*The task*:
Reproduce word for word everything from the line containing "branch so I can check stock levels." down to the end of the material, including both of those ends.

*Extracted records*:
--------------------------------

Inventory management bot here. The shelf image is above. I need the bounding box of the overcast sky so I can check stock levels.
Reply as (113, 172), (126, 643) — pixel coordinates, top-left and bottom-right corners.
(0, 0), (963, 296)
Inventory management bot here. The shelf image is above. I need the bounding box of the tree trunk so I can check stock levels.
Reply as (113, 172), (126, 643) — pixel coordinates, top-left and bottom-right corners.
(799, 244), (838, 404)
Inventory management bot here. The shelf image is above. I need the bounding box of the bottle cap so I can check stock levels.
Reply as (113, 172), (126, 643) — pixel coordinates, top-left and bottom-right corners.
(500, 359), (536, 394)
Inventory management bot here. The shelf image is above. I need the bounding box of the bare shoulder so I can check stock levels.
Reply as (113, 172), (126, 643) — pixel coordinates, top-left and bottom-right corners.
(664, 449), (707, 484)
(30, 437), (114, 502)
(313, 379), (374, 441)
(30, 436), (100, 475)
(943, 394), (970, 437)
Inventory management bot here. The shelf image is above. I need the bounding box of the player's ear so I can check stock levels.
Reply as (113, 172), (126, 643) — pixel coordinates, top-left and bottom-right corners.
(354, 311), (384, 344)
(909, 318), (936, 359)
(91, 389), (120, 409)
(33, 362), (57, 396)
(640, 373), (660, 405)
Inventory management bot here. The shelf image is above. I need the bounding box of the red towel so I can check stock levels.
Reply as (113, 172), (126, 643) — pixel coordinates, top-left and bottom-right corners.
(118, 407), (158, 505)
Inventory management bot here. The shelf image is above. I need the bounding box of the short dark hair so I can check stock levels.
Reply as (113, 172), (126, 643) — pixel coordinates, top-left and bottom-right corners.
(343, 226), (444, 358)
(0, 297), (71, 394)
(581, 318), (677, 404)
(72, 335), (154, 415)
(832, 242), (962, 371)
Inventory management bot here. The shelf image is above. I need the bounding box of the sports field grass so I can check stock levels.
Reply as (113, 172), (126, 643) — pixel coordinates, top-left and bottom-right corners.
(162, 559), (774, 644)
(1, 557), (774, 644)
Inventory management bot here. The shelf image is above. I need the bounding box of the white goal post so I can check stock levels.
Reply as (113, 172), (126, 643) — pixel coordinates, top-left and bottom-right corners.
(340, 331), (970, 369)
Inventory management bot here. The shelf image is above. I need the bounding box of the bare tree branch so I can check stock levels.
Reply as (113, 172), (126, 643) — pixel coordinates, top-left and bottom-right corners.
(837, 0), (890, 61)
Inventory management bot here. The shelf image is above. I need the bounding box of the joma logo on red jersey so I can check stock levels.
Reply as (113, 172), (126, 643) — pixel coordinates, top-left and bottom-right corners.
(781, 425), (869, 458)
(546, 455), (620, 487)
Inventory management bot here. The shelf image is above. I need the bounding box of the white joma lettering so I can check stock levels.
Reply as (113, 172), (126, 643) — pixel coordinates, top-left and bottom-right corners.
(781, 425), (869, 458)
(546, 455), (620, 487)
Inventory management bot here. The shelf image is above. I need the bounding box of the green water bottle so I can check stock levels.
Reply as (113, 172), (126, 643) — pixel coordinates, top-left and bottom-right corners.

--------------------------------

*Exercise output*:
Inventory management bot here. The shelf image is above. I need the bounding box of the bare tree branch so I can check stock levels.
Reply as (113, 172), (126, 643) — pixel coordinates, top-left and bottom-right corners.
(837, 0), (890, 61)
Inventory management bot here. The shelf image is above. I need the bounding box of the joma logo on red jersey so I can check stock levels.
Reply as (113, 172), (126, 643) — pixel coordinates, top-left and bottom-right corners.
(781, 425), (869, 458)
(546, 455), (620, 487)
Inventory management bot here. The shelf image is above. I need the bounding box of the white joma lettering so I can check stock levels.
Reply as (113, 172), (126, 643) — pixel coordinates, top-left and bottom-right corners.
(781, 425), (869, 458)
(546, 455), (620, 487)
Inventory management bot here. The shelf image is above. I need the bounding box of the green water bottle so I can check stock levels.
Reply as (113, 172), (126, 643) — pixel coordinates, top-left and bottom-right corners.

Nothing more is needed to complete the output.